— Start of TASK MATERIAL —

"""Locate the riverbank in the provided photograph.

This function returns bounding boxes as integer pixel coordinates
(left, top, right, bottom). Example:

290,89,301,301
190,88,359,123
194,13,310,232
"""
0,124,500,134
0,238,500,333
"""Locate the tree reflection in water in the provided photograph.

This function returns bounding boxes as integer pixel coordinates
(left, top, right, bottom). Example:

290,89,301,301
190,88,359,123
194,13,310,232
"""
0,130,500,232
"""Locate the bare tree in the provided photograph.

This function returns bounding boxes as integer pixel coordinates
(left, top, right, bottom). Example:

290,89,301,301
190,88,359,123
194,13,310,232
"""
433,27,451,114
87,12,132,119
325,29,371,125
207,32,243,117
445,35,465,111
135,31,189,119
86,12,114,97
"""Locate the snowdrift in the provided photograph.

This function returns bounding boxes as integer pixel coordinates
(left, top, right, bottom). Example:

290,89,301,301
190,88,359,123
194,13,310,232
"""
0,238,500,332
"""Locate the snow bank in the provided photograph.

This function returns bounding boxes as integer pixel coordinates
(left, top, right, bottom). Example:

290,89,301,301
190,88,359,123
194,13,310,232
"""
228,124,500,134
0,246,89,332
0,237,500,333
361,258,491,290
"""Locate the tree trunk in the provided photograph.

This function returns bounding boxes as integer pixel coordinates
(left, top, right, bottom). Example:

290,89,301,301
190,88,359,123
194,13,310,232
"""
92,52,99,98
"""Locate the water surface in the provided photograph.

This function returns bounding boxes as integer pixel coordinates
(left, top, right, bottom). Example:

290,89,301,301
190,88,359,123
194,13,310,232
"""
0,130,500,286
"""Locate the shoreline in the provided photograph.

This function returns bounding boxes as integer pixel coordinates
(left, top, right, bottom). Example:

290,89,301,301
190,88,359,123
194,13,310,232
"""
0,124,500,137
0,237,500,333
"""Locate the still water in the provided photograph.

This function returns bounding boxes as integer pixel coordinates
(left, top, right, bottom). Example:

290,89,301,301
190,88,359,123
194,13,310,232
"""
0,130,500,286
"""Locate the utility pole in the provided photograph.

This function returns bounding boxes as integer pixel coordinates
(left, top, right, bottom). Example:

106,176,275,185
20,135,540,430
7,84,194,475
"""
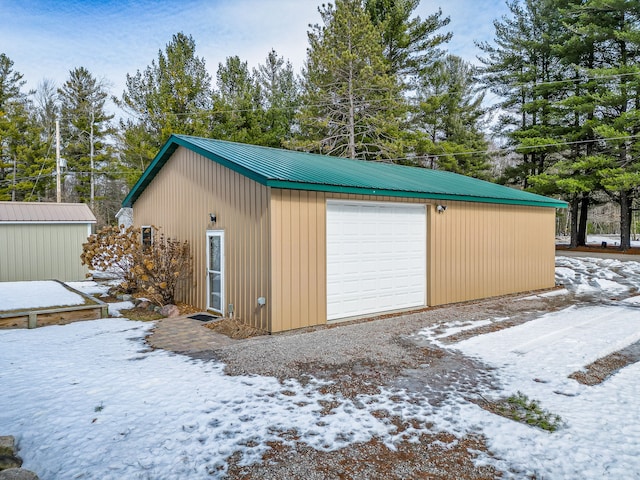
56,120,62,203
89,108,95,211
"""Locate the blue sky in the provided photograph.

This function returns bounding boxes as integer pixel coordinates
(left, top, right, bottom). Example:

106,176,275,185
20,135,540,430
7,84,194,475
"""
0,0,507,97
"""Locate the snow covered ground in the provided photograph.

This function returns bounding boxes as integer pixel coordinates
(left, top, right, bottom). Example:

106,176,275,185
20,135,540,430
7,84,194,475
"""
0,280,133,317
556,234,640,247
0,257,640,480
0,280,85,310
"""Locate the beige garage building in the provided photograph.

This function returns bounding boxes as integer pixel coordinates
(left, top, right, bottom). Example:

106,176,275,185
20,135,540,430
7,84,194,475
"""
123,135,566,332
0,202,96,282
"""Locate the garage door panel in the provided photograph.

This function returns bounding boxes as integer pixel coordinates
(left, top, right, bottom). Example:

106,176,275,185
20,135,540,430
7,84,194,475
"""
327,202,426,320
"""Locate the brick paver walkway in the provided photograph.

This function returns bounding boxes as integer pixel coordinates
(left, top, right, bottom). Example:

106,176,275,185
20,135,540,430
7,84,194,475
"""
147,317,234,353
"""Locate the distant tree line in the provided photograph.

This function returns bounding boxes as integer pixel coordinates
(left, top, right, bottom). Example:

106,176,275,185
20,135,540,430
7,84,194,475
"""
0,0,640,248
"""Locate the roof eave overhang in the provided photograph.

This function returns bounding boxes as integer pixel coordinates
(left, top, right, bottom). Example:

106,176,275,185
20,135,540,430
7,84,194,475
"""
122,135,568,208
266,180,568,208
122,135,267,207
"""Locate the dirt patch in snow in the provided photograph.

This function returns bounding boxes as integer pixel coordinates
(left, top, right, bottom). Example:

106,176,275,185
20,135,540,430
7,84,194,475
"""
228,433,502,480
569,342,640,385
204,318,267,340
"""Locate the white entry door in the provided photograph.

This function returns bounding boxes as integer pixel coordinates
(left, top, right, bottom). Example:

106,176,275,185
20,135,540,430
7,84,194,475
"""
207,230,224,315
327,201,427,320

— End of TASK MATERIAL —

_TASK PROMPT_. Could you rewrite the records between the lines holding "ground in the provided photograph." and "327,202,426,320", inclusive, changing "garage" to "barn" and leaving everything else as it is?

_ANSWER TO THIS EXERCISE_.
"""Locate the snow covered ground in the provided photograph.

This function returns bounding boxes as integer pixel coordinates
(left, top, right, bottom). Example:

106,176,275,185
20,135,540,430
7,84,194,475
"""
0,280,133,317
556,234,640,247
0,257,640,480
0,280,85,310
"""Locate the beige barn building in the provided photograph.

This function returns bounding boxes as integer pixel coordinates
(left, top, right, bottom). Example:

106,176,275,185
20,135,540,430
7,84,194,475
"""
123,135,566,332
0,202,96,282
"""Locate the barn door panel in the provided photograph.

This function returns bounding boxes as integer pixel coordinates
(left, top, right, bottom). Example:

106,176,275,185
20,135,540,430
7,84,194,475
"""
327,202,426,320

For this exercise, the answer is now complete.